*** Source data Section Begins ***
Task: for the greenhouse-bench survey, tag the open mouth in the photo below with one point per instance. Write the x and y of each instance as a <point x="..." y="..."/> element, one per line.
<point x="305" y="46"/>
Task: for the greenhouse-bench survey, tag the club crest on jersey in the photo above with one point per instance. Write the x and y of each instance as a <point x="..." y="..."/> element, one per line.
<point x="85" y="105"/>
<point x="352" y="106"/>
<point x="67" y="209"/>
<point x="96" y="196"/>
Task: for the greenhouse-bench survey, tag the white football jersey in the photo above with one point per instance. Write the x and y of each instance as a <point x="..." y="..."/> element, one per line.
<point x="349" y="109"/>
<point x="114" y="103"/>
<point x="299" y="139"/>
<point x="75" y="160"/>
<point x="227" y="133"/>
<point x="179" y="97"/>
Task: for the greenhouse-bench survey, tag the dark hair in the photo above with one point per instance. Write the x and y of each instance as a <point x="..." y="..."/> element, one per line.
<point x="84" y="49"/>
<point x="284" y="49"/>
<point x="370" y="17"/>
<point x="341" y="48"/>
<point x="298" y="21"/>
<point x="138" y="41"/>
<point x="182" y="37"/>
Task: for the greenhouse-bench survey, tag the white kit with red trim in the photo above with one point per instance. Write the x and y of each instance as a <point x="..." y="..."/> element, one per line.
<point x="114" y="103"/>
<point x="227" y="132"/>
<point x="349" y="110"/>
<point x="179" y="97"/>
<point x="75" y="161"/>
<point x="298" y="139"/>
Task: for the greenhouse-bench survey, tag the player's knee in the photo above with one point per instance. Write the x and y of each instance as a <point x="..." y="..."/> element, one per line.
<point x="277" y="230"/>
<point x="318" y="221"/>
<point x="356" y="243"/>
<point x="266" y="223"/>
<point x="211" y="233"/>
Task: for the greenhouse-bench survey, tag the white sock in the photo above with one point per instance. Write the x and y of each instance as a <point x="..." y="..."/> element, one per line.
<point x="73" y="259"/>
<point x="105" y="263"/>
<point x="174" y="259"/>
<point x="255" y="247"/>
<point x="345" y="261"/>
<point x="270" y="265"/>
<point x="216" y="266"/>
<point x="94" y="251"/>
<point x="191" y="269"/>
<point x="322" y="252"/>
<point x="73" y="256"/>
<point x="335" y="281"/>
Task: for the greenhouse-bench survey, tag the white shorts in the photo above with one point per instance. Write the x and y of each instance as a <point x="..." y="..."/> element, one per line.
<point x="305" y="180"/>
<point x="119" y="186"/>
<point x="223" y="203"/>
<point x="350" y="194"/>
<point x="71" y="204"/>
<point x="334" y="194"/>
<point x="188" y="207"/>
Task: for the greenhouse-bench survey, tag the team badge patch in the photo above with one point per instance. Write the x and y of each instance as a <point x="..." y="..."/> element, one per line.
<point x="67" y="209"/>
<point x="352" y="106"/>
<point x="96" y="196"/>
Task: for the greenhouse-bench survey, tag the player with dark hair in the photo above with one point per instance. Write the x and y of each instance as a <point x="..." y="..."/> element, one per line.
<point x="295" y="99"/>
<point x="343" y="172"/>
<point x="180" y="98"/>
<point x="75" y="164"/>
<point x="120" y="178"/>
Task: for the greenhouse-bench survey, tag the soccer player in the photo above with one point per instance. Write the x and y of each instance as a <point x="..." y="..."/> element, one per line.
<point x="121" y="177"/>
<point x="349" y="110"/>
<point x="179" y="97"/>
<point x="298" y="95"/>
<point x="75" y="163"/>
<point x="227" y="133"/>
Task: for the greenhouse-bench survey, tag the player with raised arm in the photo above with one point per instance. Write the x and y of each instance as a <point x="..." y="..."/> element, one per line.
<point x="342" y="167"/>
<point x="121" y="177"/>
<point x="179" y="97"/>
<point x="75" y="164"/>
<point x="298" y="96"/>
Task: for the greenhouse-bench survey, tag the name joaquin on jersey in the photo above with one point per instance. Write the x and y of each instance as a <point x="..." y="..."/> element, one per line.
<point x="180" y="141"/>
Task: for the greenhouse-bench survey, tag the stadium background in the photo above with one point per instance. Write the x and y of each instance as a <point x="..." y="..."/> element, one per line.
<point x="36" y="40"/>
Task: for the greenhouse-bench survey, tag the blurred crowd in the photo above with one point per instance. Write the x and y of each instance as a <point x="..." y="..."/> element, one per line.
*** Source data Section Ends ***
Exercise
The whole of the data must be given back word for word.

Answer to the problem
Task: for the greenhouse-bench survey, tag the open mouth in the photo below with one point per instance. Write the x and y of each instance as a <point x="..." y="..."/> element, one per line.
<point x="305" y="46"/>
Task: for the greenhouse-bench survey, tag the club crest on jersey in the photo above with one point per instance. Write the x and y of each instance as a <point x="..." y="..."/> element, one per line.
<point x="85" y="105"/>
<point x="352" y="106"/>
<point x="67" y="209"/>
<point x="96" y="196"/>
Task: for the greenhouse-bench survey, tag the white football jersey in the photo above with one point per instance. Write the x and y of each instance as a <point x="..." y="..."/> element, one per line.
<point x="349" y="109"/>
<point x="114" y="103"/>
<point x="299" y="139"/>
<point x="75" y="160"/>
<point x="227" y="133"/>
<point x="179" y="97"/>
Task: for the greenhouse-bench survey, tag the dark hair in the photo above with one point per instance. Write the x and y of each instance as a <point x="..." y="..."/> element, one per line.
<point x="84" y="49"/>
<point x="284" y="49"/>
<point x="370" y="17"/>
<point x="341" y="48"/>
<point x="298" y="21"/>
<point x="138" y="41"/>
<point x="182" y="37"/>
Task: for the greenhouse-bench survey, tag the white kit with red trim in the photo above with one point per instance. Write the x and y of each instance as a <point x="..." y="..."/> element, one per line.
<point x="114" y="103"/>
<point x="227" y="132"/>
<point x="349" y="110"/>
<point x="179" y="97"/>
<point x="75" y="161"/>
<point x="298" y="139"/>
Task: for the greenhouse-bench survey, tag the player's knee in the photo above with one point per instance. Write the x and y of each instance as a <point x="..." y="..."/> element, one per line.
<point x="277" y="230"/>
<point x="318" y="221"/>
<point x="356" y="243"/>
<point x="266" y="223"/>
<point x="211" y="233"/>
Task: for the greenhouse-bench survey, tag the white sock in the photo above with one point per instance. Write the x and y of each instance as a <point x="..." y="..."/> element, one per line.
<point x="73" y="259"/>
<point x="105" y="263"/>
<point x="174" y="259"/>
<point x="255" y="247"/>
<point x="345" y="261"/>
<point x="270" y="265"/>
<point x="216" y="266"/>
<point x="94" y="251"/>
<point x="191" y="269"/>
<point x="322" y="252"/>
<point x="73" y="256"/>
<point x="335" y="281"/>
Task: for the greenhouse-bench survey, tag the white shorts in the photo above with one point per instance. Write the x and y of each instance as a <point x="..." y="..."/> element, one per line.
<point x="305" y="180"/>
<point x="119" y="186"/>
<point x="223" y="203"/>
<point x="350" y="194"/>
<point x="71" y="204"/>
<point x="334" y="194"/>
<point x="188" y="207"/>
Task: for the greenhouse-bench survey, tag the team badge patch in the photo above with one point per instance. Write the x and y of each instance as a <point x="..." y="..."/> element, one per line.
<point x="67" y="209"/>
<point x="352" y="106"/>
<point x="96" y="196"/>
Task: for the greenhouse-bench survey, tag the player with dark hair in the photo above with one point per instance. Write the x and y of each instance as a <point x="..." y="..."/> element, one per line.
<point x="295" y="99"/>
<point x="343" y="172"/>
<point x="180" y="98"/>
<point x="75" y="164"/>
<point x="120" y="178"/>
Task: for the greenhouse-bench survey, tag the soccer player in the photo above with one point per instance. Write the x and y of each instance as a <point x="..." y="..."/> element, one per line.
<point x="121" y="177"/>
<point x="349" y="110"/>
<point x="179" y="97"/>
<point x="298" y="95"/>
<point x="75" y="163"/>
<point x="227" y="133"/>
Task: for the greenhouse-bench survey, tag the player with raised arm in the photo above with one point per instance. Write the x and y of each instance as a <point x="..." y="..."/> element, one per line.
<point x="342" y="167"/>
<point x="121" y="177"/>
<point x="179" y="97"/>
<point x="75" y="164"/>
<point x="298" y="96"/>
Task: for the greenhouse-bench survey, tag the name joaquin on jersey in the photo above with one point per instance. Write the x and y of each instance as a <point x="..." y="..."/> element, one per line.
<point x="180" y="141"/>
Task: for the greenhouse-bench survey, tag the stadium background in the photo above with one point per instance. Write the x and y of each instance as a <point x="..." y="..."/> element, one per line.
<point x="36" y="40"/>
Task: for the greenhouse-bench survey, tag the blurred crowd in the photo above with one point per instance. Write the x and y of each instance as a <point x="..." y="..."/> element, one per line.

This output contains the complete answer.